### What is being asked:
All the data should come back exactly as it was given.

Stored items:
"""

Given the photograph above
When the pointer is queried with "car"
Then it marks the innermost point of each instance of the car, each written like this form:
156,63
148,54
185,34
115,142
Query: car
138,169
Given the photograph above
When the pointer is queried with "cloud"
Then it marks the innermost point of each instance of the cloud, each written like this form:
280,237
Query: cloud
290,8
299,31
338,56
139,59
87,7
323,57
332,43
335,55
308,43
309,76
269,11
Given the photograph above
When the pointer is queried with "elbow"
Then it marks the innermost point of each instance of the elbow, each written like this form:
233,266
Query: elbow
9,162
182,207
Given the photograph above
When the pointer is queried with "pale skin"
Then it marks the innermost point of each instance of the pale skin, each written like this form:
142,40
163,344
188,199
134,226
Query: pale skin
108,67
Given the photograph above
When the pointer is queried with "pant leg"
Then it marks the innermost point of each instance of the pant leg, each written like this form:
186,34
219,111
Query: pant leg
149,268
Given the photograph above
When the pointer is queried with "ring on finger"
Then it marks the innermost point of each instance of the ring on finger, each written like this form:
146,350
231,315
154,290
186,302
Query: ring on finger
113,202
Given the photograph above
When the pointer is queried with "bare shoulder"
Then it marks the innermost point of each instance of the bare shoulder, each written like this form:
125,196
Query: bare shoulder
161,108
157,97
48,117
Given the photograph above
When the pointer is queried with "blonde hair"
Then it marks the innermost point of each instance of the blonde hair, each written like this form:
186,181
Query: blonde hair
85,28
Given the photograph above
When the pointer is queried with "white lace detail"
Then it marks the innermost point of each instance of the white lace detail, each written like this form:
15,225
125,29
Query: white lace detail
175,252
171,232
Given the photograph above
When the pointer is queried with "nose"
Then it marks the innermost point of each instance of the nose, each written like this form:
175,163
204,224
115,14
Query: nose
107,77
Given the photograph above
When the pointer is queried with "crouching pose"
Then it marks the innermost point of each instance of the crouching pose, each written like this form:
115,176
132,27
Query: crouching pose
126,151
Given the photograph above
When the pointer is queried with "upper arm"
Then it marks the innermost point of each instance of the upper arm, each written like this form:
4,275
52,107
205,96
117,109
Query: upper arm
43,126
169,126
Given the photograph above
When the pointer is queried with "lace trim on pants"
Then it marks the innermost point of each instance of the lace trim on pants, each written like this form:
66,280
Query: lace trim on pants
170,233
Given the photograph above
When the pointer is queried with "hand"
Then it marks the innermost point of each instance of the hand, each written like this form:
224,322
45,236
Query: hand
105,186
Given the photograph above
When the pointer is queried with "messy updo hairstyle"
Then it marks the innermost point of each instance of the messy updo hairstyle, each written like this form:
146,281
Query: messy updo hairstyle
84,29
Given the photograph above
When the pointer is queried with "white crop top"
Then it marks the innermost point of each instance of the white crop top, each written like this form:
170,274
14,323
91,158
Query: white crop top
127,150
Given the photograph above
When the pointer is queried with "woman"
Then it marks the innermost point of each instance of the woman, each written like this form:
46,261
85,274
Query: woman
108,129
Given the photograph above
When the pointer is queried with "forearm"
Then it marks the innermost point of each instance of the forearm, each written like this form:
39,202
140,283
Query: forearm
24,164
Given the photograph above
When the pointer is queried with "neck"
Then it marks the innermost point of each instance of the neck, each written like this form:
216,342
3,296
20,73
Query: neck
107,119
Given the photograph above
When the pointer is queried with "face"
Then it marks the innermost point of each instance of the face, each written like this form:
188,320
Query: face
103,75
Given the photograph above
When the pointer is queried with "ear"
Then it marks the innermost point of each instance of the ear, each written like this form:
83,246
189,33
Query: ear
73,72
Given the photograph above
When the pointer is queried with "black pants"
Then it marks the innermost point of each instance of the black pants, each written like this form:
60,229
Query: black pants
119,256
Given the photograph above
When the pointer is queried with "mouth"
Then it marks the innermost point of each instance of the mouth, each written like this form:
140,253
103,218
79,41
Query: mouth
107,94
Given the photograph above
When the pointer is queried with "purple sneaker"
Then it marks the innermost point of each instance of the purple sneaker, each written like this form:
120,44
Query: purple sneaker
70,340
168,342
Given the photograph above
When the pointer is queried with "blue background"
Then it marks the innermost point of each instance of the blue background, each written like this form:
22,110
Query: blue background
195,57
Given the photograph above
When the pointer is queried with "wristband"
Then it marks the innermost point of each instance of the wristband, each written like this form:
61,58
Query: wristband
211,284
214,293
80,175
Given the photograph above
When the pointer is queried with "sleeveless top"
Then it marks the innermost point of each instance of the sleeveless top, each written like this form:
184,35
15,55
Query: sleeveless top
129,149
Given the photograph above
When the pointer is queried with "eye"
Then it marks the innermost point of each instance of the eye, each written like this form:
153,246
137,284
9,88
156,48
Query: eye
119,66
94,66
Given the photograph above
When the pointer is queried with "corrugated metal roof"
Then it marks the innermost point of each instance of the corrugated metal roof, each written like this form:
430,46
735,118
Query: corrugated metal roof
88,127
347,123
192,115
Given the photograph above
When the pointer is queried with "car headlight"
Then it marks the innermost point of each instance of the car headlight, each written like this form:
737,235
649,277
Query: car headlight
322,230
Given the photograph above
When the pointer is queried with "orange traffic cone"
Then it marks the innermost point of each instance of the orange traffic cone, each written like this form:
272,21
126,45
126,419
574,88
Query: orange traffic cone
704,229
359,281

"""

### Reply to the task:
Given the photograph above
When the pointer is queried with "car"
Then it marks the innermost point of each instance of the car, each written like this form:
156,63
148,54
185,34
115,142
Query: car
138,169
Given the photograph above
When the pointer is queried with "cloud"
Then it marks the innermost point of each instance of the cloud, each written like this form:
280,237
Query: cloud
290,8
299,31
338,56
139,59
87,7
323,57
332,43
335,55
308,43
309,76
269,11
Given the photograph above
When the pointer is queried with "elbow"
Then it marks the innermost point of each instance of the elbow, each written like this form:
233,266
Query: elbow
9,162
182,207
Given the photograph above
When the pointer is queried with "pale skin"
Then it marks the innermost point of each instance of the pale skin, each written like this form:
142,40
163,344
188,199
134,226
Query: pale skin
108,67
Given the photograph above
When the pointer is queried with "pant leg"
Then it marks the innermost point of each instance of the pant leg, each written like this form:
186,34
219,111
Query: pant leg
149,268
Given the photograph above
When the pointer is queried with "ring on finger"
Then it marks the innermost point of each instance of the ring on finger, each written like this form:
146,350
231,315
154,290
186,302
Query: ring on finger
113,202
Given the photograph above
When the pointer is queried with "bare shoulder"
Then it marks the innermost point of each instance of the bare shoulder, each written like this form:
125,196
Query: bare shoulder
161,108
157,97
48,117
Given the photograph above
When the pointer is queried with "blonde hair"
Then it marks the innermost point of each instance of the blonde hair, each written like this form:
186,181
Query: blonde hair
85,28
Given the photograph above
When the pointer is queried with "white lace detail"
Then it marks the innermost point of each instance of the white lace detail, each written like this form:
15,225
125,29
Query: white lace detail
175,252
171,232
Given the photograph above
When the pointer is queried with "nose"
Then it marks the innermost point of each instance of the nose, each written like this form:
175,163
204,224
115,14
Query: nose
107,77
Given the photograph above
When the pointer is queried with "crouching pose"
Then it marks the innermost point of each instance of the crouching pose, each written like this form:
115,176
132,27
Query: crouching pose
126,151
Given the photograph above
When the pointer is queried with "upper arm"
Then it marks the innermost point of each instance of the upper arm, each written like this form:
4,275
52,107
205,96
117,109
Query: upper arm
43,126
169,126
Given the photograph above
When the pointer is queried with "lace trim on pants"
Then it marks the innermost point of each instance of the lace trim on pants, each written like this form:
66,280
Query: lace trim on pants
170,233
Given the photograph above
When the pointer is queried with "hand"
Then it marks the innermost point of each instance of the hand, each written like this form:
224,322
45,236
Query: hand
105,186
Given the photograph above
When the pointer is queried with "messy updo hairstyle"
Then it marks the innermost point of each instance of the messy updo hairstyle, each written like this form:
146,281
Query: messy updo hairstyle
84,29
Given the photograph above
When the pointer is queried with "white crop top"
Then it marks the innermost point of each instance of the white crop top, each written like this form:
170,274
14,323
91,158
Query: white crop top
127,150
Given the photograph above
When the pointer is queried with "woman"
Then it marks the innermost point of each instance of the woman, each written like this form:
46,261
85,274
Query: woman
108,129
Given the photograph above
When the pointer is queried with "forearm"
Then it marks the innermost point of each instance of the forearm, each written like this form:
39,202
140,283
Query: forearm
24,164
Given the photograph above
When the pointer is queried with "neck"
Then it marks the innermost point of each instance of the neck, each written like this form:
216,342
3,296
20,73
Query: neck
107,119
Given the photograph above
When the pointer is queried with "face"
Then it marks the innermost point of each instance of the face, each written like this form:
188,320
Query: face
103,75
Given the photograph above
When the pointer is queried with "ear"
Then it marks the innermost point of each instance of the ear, each written like this form:
83,246
189,33
Query: ear
73,72
Given the photograph above
When the pointer is queried with "black pants"
Then it marks the innermost point of each instance of the black pants, each written like this form:
60,229
Query: black pants
119,256
Given the photograph above
When the pointer is queried with "mouth"
Then it marks the innermost point of each instance of the mouth, each written like this form:
140,253
103,218
79,41
Query: mouth
107,94
Given the photograph above
When the pointer is queried with "purple sneaker"
Then it marks the innermost point of each instance of the purple sneaker, each written like this form:
120,44
Query: purple sneaker
70,340
168,342
Given the photograph above
When the pointer is queried with "blue background"
Then it marks the innermost point of each instance of the blue background, each written like this form:
22,110
Query: blue background
195,57
Given the photograph above
When the pointer is queried with "wristband"
Then it marks the innermost point of each instance of the wristband, each written like this form:
61,58
Query: wristband
211,284
214,293
80,175
Given the photograph above
When the pointer is queried with "sleeveless top"
Then it marks the innermost point of each instance of the sleeveless top, each written like this form:
184,35
15,55
Query: sleeveless top
129,149
Given the photograph above
When the pointer is queried with "eye"
Then it marks the innermost point of each instance of the eye, each written like this form:
153,246
137,284
9,88
156,48
Query: eye
119,66
94,66
Given the photograph above
When the pointer is queried with "corrugated metal roof"
Then it marks the innermost point of each instance of the corrugated metal roof, each written like this form:
430,46
735,118
Query: corrugated metal roof
88,127
347,123
192,115
Given the photograph above
When the pointer is queried with "car headlight"
Then it marks the innermost point of each instance of the car headlight, each written like this form:
737,235
649,277
Query: car headlight
322,230
Given the photograph above
When the pointer is queried with "orange traffic cone"
Then it marks the innermost point of each instance of the orange traffic cone, each written like this form:
272,21
126,45
126,419
574,88
Query: orange traffic cone
704,229
359,281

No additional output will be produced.